> **Task directions**: The span to copy runs from the line containing "rough mask: <svg" to the last line below. Copy it exactly, with nothing else.

(Collected data)
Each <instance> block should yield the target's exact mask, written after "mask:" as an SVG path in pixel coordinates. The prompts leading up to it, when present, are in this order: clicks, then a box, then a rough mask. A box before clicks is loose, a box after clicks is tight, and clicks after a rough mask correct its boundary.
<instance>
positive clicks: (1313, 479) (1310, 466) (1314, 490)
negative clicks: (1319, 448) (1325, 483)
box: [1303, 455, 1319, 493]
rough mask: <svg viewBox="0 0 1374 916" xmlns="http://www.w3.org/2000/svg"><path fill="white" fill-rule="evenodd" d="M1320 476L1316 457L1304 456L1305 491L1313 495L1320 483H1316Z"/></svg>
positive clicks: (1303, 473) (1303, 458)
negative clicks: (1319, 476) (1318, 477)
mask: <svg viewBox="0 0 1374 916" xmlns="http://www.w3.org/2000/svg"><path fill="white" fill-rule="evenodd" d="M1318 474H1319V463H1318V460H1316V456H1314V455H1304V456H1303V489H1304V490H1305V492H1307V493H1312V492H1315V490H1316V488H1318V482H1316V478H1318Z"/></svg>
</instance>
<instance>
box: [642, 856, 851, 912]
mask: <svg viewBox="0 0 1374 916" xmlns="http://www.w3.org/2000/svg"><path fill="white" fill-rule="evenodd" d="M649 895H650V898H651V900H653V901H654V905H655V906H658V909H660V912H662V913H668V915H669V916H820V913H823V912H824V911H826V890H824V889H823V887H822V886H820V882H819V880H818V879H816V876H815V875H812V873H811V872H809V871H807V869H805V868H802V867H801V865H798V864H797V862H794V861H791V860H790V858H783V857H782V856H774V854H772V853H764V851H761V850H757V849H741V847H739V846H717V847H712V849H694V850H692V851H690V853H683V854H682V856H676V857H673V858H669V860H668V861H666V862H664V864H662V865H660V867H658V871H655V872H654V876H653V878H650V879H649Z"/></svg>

> **Solution for this task**:
rough mask: <svg viewBox="0 0 1374 916" xmlns="http://www.w3.org/2000/svg"><path fill="white" fill-rule="evenodd" d="M1320 476L1316 457L1304 456L1305 491L1313 495L1320 483H1316Z"/></svg>
positive clicks: (1303, 473) (1303, 458)
negative clicks: (1319, 476) (1318, 477)
mask: <svg viewBox="0 0 1374 916" xmlns="http://www.w3.org/2000/svg"><path fill="white" fill-rule="evenodd" d="M1318 474H1319V463H1318V460H1316V456H1314V455H1304V456H1303V489H1304V490H1305V492H1307V493H1312V492H1315V490H1316V488H1318V482H1316V478H1318Z"/></svg>
</instance>
<instance>
box: [642, 856, 851, 912]
mask: <svg viewBox="0 0 1374 916" xmlns="http://www.w3.org/2000/svg"><path fill="white" fill-rule="evenodd" d="M649 895H650V898H651V900H653V901H654V905H655V906H658V909H660V912H662V913H668V915H669V916H820V913H823V912H824V911H826V890H824V889H823V887H822V886H820V882H819V880H818V879H816V876H815V875H812V873H811V872H809V871H807V869H805V868H802V867H801V865H798V864H797V862H794V861H791V860H790V858H783V857H782V856H774V854H772V853H764V851H761V850H757V849H741V847H739V846H717V847H712V849H694V850H692V851H690V853H683V854H682V856H676V857H673V858H669V860H668V861H666V862H664V864H662V865H660V867H658V871H655V872H654V876H653V878H650V879H649Z"/></svg>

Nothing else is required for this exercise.